"""
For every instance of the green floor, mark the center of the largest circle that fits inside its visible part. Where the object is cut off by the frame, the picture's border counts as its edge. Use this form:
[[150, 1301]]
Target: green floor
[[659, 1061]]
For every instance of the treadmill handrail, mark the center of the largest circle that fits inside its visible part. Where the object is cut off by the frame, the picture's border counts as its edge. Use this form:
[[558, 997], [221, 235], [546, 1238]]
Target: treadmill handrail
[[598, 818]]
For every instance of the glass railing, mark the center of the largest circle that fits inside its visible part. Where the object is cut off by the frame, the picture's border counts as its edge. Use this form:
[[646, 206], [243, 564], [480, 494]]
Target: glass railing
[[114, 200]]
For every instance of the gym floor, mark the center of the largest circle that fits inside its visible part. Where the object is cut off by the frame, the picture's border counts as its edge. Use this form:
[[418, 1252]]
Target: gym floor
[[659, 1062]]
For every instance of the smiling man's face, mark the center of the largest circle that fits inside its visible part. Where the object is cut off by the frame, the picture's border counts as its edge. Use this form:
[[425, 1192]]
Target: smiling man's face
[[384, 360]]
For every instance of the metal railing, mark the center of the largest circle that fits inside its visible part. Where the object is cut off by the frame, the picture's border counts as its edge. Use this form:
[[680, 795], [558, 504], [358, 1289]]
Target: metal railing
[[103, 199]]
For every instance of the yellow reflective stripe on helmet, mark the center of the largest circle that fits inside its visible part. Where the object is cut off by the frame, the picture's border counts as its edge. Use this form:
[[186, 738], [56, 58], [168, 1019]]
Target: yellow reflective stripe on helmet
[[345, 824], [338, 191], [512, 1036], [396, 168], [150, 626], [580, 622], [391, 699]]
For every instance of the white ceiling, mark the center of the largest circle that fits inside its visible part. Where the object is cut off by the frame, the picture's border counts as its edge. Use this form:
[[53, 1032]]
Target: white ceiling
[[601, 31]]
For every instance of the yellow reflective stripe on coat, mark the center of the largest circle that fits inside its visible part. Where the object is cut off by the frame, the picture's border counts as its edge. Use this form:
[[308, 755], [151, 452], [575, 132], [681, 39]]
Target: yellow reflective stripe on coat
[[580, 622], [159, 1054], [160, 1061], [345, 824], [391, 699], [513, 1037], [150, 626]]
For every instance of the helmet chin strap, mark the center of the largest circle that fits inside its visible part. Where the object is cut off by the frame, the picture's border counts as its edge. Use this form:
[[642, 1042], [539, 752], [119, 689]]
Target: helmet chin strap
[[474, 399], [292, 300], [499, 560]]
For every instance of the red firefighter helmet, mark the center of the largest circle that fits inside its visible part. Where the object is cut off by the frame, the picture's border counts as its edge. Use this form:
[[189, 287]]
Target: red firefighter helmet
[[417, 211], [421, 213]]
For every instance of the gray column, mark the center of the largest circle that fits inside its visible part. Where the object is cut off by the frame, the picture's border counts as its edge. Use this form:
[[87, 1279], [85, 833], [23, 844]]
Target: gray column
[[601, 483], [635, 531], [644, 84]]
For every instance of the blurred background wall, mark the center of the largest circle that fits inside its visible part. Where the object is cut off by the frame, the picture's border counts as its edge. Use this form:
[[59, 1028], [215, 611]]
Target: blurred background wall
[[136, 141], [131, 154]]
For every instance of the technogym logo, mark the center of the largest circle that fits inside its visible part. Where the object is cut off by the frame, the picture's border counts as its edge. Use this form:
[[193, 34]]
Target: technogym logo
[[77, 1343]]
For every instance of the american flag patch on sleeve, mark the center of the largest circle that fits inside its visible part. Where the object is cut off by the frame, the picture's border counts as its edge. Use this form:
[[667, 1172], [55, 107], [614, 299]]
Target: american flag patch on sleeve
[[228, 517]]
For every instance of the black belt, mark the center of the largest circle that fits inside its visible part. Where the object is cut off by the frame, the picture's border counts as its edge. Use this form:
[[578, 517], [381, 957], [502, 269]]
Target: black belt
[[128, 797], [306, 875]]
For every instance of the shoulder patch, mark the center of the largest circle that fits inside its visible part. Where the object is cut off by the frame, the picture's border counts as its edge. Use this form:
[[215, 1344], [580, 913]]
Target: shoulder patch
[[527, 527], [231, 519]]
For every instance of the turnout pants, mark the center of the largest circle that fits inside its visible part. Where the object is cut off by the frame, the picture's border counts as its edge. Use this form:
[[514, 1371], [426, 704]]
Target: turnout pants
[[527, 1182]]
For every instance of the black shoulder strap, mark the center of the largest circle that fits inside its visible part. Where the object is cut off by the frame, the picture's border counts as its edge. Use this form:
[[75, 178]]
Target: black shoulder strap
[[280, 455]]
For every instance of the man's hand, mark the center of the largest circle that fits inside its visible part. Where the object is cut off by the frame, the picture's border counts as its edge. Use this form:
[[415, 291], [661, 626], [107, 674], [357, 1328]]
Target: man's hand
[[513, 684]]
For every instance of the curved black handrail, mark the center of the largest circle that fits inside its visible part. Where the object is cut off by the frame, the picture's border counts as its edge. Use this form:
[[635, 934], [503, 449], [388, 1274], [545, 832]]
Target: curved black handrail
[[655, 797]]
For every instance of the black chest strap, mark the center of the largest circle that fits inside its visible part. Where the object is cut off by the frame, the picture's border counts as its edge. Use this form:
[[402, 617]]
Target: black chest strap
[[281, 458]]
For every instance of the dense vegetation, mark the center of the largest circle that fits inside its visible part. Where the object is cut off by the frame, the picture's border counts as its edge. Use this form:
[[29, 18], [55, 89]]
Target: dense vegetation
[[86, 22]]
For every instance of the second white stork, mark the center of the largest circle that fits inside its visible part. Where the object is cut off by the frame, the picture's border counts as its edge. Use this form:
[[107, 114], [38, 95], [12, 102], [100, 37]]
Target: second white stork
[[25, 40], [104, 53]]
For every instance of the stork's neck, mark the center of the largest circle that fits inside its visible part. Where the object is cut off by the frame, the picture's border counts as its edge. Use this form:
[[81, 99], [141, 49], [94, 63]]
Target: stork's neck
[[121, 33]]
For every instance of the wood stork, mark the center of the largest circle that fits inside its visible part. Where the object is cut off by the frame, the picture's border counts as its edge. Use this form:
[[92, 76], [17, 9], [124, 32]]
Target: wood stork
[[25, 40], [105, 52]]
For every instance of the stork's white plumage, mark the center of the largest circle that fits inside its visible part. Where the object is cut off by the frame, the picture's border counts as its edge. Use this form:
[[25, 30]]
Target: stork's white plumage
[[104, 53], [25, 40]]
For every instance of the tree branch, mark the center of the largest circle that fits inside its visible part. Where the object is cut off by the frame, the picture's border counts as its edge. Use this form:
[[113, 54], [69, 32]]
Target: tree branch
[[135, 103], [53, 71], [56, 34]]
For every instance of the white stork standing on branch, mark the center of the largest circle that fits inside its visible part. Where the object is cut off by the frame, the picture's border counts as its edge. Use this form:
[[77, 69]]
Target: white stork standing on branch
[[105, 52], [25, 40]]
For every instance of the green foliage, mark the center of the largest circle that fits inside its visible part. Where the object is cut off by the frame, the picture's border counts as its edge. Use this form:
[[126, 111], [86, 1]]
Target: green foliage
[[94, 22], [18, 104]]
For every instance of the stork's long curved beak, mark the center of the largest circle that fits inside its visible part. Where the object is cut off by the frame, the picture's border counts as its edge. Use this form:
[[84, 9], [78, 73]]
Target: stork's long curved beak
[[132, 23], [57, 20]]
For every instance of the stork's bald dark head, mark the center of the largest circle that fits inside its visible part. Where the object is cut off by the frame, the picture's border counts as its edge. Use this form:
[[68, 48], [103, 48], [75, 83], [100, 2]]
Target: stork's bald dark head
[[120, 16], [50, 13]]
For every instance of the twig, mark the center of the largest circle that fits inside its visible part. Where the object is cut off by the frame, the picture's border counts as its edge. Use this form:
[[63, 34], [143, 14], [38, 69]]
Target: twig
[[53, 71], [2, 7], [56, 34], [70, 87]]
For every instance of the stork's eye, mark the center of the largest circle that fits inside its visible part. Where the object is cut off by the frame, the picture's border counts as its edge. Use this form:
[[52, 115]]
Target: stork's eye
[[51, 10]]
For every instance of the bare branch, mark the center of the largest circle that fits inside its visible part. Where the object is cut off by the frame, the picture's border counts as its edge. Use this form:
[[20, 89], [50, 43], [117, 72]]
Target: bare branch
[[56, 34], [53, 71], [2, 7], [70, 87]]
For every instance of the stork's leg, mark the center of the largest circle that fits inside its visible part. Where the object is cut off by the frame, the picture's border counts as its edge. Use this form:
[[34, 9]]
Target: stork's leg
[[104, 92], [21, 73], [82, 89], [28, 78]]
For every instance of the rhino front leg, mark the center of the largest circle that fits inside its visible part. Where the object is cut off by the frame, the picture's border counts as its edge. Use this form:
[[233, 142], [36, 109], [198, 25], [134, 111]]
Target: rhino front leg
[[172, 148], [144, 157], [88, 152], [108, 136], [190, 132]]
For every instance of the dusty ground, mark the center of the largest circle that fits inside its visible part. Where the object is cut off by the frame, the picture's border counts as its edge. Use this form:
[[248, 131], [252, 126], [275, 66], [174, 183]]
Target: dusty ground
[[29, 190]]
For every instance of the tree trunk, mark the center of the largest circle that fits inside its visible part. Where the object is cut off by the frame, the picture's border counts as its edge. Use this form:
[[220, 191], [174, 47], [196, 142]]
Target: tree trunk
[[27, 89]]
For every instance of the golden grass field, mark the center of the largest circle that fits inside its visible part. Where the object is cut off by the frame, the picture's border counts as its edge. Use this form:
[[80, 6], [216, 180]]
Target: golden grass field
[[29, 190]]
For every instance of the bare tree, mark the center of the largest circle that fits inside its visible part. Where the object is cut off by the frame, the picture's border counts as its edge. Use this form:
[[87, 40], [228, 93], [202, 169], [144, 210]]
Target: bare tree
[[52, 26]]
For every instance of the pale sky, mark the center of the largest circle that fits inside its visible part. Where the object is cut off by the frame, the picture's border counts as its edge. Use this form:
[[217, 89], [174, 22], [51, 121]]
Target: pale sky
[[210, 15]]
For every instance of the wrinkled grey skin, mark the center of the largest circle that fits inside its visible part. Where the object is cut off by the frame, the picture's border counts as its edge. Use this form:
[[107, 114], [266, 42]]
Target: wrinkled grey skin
"""
Please copy the lines above exactly, from the line containing "For every instance of the blurred" through the line containing "[[59, 1028], [215, 611]]".

For every instance of the blurred background wall, mark the center of the largest circle that fits inside its visible part. Where the object is cut off by the frame, the picture's border counts as its edge. Use this form:
[[59, 1028], [215, 611]]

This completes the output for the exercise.